Rename "Signal-phase audit" to "Photo check" throughout the lines below and copy them out with nothing else changed. Leave the pictures out of your copy.

[Items listed in a dataset]
┄┄┄┄┄┄┄┄┄┄┄┄┄┄┄┄┄┄┄┄
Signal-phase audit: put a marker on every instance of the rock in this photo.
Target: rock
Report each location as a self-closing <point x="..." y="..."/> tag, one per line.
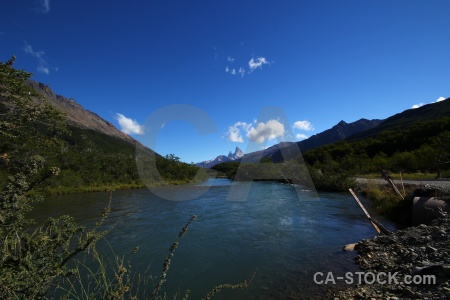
<point x="422" y="250"/>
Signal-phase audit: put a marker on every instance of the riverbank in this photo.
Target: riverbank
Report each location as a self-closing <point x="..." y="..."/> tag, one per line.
<point x="106" y="188"/>
<point x="416" y="253"/>
<point x="443" y="183"/>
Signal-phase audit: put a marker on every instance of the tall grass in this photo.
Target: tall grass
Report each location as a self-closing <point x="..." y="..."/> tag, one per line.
<point x="98" y="275"/>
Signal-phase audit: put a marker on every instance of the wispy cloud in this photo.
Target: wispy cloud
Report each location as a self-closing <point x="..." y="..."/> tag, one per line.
<point x="255" y="132"/>
<point x="43" y="6"/>
<point x="234" y="132"/>
<point x="301" y="136"/>
<point x="266" y="131"/>
<point x="303" y="125"/>
<point x="40" y="55"/>
<point x="252" y="65"/>
<point x="129" y="126"/>
<point x="258" y="63"/>
<point x="422" y="104"/>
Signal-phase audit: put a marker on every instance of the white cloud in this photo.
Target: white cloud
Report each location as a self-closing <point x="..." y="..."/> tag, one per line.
<point x="266" y="131"/>
<point x="128" y="125"/>
<point x="417" y="105"/>
<point x="301" y="136"/>
<point x="234" y="132"/>
<point x="44" y="6"/>
<point x="40" y="55"/>
<point x="258" y="63"/>
<point x="241" y="71"/>
<point x="43" y="69"/>
<point x="303" y="125"/>
<point x="253" y="64"/>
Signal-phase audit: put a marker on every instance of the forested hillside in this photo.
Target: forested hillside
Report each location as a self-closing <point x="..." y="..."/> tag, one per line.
<point x="87" y="159"/>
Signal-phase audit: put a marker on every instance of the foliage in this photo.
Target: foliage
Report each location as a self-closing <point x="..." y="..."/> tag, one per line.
<point x="32" y="260"/>
<point x="420" y="148"/>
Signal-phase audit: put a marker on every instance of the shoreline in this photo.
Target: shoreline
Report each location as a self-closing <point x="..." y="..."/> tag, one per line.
<point x="415" y="253"/>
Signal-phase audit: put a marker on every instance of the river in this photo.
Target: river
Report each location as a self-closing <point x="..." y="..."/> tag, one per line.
<point x="280" y="236"/>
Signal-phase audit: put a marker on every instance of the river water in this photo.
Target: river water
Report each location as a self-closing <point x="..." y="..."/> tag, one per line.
<point x="275" y="234"/>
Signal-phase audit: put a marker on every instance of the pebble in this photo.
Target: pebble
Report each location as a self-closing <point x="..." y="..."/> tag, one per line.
<point x="415" y="249"/>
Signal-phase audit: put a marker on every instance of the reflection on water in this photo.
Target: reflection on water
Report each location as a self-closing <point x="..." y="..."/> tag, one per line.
<point x="284" y="240"/>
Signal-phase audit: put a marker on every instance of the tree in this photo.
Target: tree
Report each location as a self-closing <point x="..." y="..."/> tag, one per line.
<point x="31" y="258"/>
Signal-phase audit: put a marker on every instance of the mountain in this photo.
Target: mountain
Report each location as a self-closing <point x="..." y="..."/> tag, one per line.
<point x="338" y="132"/>
<point x="407" y="118"/>
<point x="221" y="158"/>
<point x="286" y="150"/>
<point x="77" y="116"/>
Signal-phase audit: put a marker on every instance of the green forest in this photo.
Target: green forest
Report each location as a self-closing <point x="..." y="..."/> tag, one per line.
<point x="419" y="146"/>
<point x="86" y="160"/>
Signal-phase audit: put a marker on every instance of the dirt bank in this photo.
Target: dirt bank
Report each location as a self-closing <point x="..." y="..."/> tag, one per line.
<point x="415" y="254"/>
<point x="419" y="183"/>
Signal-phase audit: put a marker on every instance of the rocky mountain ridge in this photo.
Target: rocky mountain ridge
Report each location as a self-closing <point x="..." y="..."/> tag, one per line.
<point x="77" y="115"/>
<point x="222" y="158"/>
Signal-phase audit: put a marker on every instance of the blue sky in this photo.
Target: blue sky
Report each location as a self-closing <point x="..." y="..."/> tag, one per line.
<point x="319" y="62"/>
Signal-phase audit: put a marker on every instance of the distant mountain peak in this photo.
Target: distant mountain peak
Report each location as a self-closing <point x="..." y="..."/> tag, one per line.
<point x="221" y="158"/>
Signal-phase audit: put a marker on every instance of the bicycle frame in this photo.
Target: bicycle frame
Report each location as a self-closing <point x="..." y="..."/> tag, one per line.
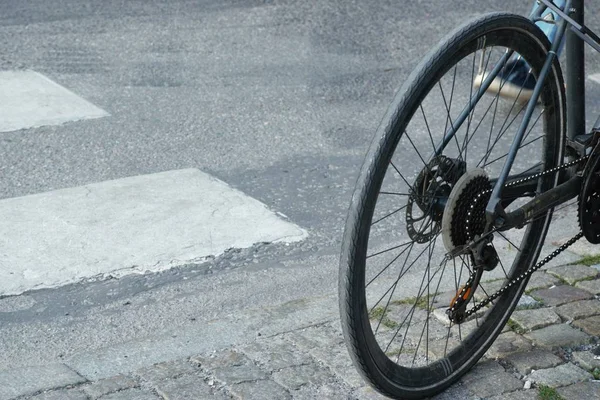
┄┄┄┄┄┄┄┄┄┄┄┄┄┄┄┄┄┄┄┄
Answer to the problem –
Photo check: put a marker on every instance of the rock in this photo.
Target: rock
Report each location as a self-closing <point x="..." y="..."/> tag, one per line.
<point x="422" y="250"/>
Photo check: put a marker on every instance of the riverbank in this photo.
Target: riverbank
Report each location as a self-closing <point x="..." y="..."/> tag, one per line.
<point x="106" y="188"/>
<point x="416" y="253"/>
<point x="443" y="183"/>
Photo check: put a marker on every instance of the tall grass in this photo.
Target: tall grass
Report each location as a self-closing <point x="..." y="..."/> tag, one per line.
<point x="98" y="275"/>
Photo check: put a marker on every instance of the wispy cloud in this photo.
Target: wispy cloud
Report each location as a self-closing <point x="..." y="..."/> tag, one per line.
<point x="255" y="132"/>
<point x="43" y="6"/>
<point x="234" y="132"/>
<point x="301" y="136"/>
<point x="266" y="131"/>
<point x="303" y="125"/>
<point x="40" y="55"/>
<point x="252" y="65"/>
<point x="129" y="126"/>
<point x="258" y="63"/>
<point x="422" y="104"/>
Photo check: put a marker on every instance of the white cloud in this photo.
Target: white cloud
Report each location as a self-closing <point x="..." y="..."/> tag, one per line.
<point x="266" y="131"/>
<point x="128" y="125"/>
<point x="417" y="105"/>
<point x="301" y="136"/>
<point x="234" y="132"/>
<point x="44" y="6"/>
<point x="40" y="55"/>
<point x="258" y="63"/>
<point x="241" y="71"/>
<point x="43" y="69"/>
<point x="303" y="125"/>
<point x="253" y="64"/>
Photo check: put a marker on every instance of the forested hillside in this photo.
Target: forested hillside
Report each location as a self-closing <point x="..." y="..."/> tag, one per line.
<point x="87" y="159"/>
Photo check: put a marker on every instance of the foliage in this photo.
Target: foliage
Report each location as a self-closing <point x="..." y="..."/> tag, one per line.
<point x="32" y="260"/>
<point x="420" y="148"/>
Photo check: put a marker on every instance of the shoreline in this photo.
Target: shoreline
Report each location as a self-closing <point x="..." y="..."/> tag, one per line.
<point x="415" y="253"/>
Photo check: put a marker on every instance of the river in this photo.
Target: river
Report each location as a self-closing <point x="..." y="..."/> tag, one per line.
<point x="280" y="236"/>
Photo check: put a marker on every instance of the river water in this photo.
Target: river water
Report each location as a self-closing <point x="..." y="..."/> tag, one per line.
<point x="275" y="234"/>
Photo check: put a marker on every instance of the pebble in this photo.
Target: pebble
Report each location as a self-closing <point x="..." y="..."/> tag, one per line.
<point x="415" y="249"/>
Photo check: put a marker on every instance of the reflection on water in this photo.
Target: reflection on water
Report each location as a self-closing <point x="..." y="..."/> tag, one per line.
<point x="284" y="240"/>
Photo check: put a marker on every instance of the tree in this photo.
Target: tree
Report each location as a self-closing <point x="..." y="..."/> tag, one per line.
<point x="31" y="258"/>
Photo check: put a marker on every instance of the mountain in this photo.
Target: mountain
Report each location as a self-closing <point x="..." y="..."/> tag, one per line.
<point x="338" y="132"/>
<point x="407" y="118"/>
<point x="221" y="158"/>
<point x="286" y="150"/>
<point x="77" y="116"/>
Photo check: put a marker on every instance of the green forest in this photo.
Target: green forest
Report each location as a self-closing <point x="..." y="..."/> tag, one per line.
<point x="419" y="146"/>
<point x="86" y="160"/>
Photo check: put a marker on every instance of the dirt bank in this photo.
Target: dirt bank
Report each location as a self-closing <point x="..." y="..."/> tag, one per line.
<point x="415" y="254"/>
<point x="419" y="183"/>
Photo check: put a marker on every instance of the rocky mountain ridge in this photo.
Target: rocky mountain ridge
Report each location as a self-closing <point x="..." y="..."/> tag, one per line.
<point x="77" y="115"/>
<point x="222" y="158"/>
Photo check: put a marker on every instance of the blue sky in this photo.
Target: blue sky
Report each location as a self-closing <point x="..." y="..."/> tag, one per line.
<point x="319" y="62"/>
Photo check: put a marker on every instance of the distant mountain peak in this photo.
Target: distant mountain peak
Report each location as a self-closing <point x="..." y="..."/> tag, one per line.
<point x="221" y="158"/>
Photo check: put a marker on every instance of the bicycle frame in this photo.
Target: bicycle frame
Report each location as a self-closing <point x="..." y="..."/> tag, one per line.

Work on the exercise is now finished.